## Challenge A
In the Jeep repair thread, how many years has the writer been working on cars?

It will be the weekend before I can look at it again. It seems like the most sensible thing to do is put the old uppers back in since that was the last thing I "fixed" before the problem started.
That's where I would start.

I'm assuming when you replaced the bolt you Snapped, you were able to torque it down to spec?
 
Yes, but I'm wondering how good my torque wrench is because I never heard it click before the bolt snapped. I'll use my spare one when I get around to looking at it.
 
Well I put the original upper control arms back in. BTW, I learned that the job goes much smoother when the vehicle is on the ground rather than being jacked up. While I was under there, I retorqued the lowers. The Jeep does a little shimmy when I hit bumps at 60, but I notice that it shimmys like the tires are out of balance. I guess that's the next step.

The other thing I noticed when I was under there was that my muffler has a hole in it and the hangers are broken so the tail pape has a lot of movement. I grabbed the tail pipe and shook it, and noticed that the transfer case shakes along with it. When I looked closer, it appears that the rear transmission mount is completely cooked. Everything moves like it's not even connected to it.

I've been working on cars for 35 years, and I would like to believe I'm fairly good at it. My suspicion is that the transmission mount is trashed and that this is a fairly simple job but requires removal of the skid plate which needs to come off anyway to replace the muffler.

If I'm barking up the wrong tree, I would appreciate any guidance anyone could offer.
 
I just put all new Crowns (uppers and lowers; fronts and backs). Other than missing parts from the order, and having to wait another while to get the missing parts it went ok. I didn't read the torque right when I was putting it together. It is something like 135 on the frame and 85 on the axle, but I accidentally torqued both to 135 on one lower before I noticed my error, I didn't go back and correct it, but it seems ok to me. I replaced my old ones that have 174K miles on them so they made a world of difference for me.
 
Well I put the original upper control arms back in. BTW, I learned that the job goes much smoother when the vehicle is on the ground rather than being jacked up. While I was under there, I retorqued the lowers. The Jeep does a little shimmy when I hit bumps at 60, but I notice that it shimmys like the tires are out of balance. I guess that's the next step.

The other thing I noticed when I was under there was that my muffler has a hole in it and the hangers are broken so the tail pape has a lot of movement. I grabbed the tail pipe and shook it, and noticed that the transfer case shakes along with it. When I looked closer, it appears that the rear transmission mount is completely cooked. Everything moves like it's not even connected to it.

## Challenge B
Write out the lines of the records as a numbered list, from the line with "point per instance: rear door window" up to and including the last line of the records. Leave out any blank lines.

## Records for the task

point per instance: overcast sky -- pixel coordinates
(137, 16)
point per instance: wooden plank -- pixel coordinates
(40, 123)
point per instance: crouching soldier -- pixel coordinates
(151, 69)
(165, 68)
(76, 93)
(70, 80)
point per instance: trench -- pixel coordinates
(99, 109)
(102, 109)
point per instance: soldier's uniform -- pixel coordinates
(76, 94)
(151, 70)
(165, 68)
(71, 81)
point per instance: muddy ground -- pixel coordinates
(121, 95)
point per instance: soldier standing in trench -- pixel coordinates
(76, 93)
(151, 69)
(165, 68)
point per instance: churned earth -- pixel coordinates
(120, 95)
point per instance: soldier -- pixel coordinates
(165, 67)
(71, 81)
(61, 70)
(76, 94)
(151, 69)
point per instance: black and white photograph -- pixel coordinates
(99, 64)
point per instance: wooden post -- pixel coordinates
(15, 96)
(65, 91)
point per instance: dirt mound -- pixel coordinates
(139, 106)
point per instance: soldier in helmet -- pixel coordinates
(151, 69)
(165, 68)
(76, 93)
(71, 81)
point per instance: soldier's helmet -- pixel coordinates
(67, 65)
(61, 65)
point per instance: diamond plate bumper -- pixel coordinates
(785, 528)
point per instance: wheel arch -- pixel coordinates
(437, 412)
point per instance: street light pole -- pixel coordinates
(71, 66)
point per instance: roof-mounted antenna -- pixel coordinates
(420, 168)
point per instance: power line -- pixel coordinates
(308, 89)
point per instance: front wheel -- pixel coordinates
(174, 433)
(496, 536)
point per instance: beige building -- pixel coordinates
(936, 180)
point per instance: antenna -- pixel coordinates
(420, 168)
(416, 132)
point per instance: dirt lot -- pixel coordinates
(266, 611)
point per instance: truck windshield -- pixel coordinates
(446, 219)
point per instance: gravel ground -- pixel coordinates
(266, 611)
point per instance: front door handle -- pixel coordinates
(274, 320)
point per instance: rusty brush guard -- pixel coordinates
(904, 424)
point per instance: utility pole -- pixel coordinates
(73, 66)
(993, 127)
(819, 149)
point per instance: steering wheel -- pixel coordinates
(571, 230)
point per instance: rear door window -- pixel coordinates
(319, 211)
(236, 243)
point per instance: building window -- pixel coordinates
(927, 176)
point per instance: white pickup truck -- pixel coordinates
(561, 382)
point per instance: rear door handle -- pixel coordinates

## Solution A
35 years.

## Solution B
1. point per instance: rear door window -- pixel coordinates
2. (319, 211)
3. (236, 243)
4. point per instance: building window -- pixel coordinates
5. (927, 176)
6. point per instance: white pickup truck -- pixel coordinates
7. (561, 382)
8. point per instance: rear door handle -- pixel coordinates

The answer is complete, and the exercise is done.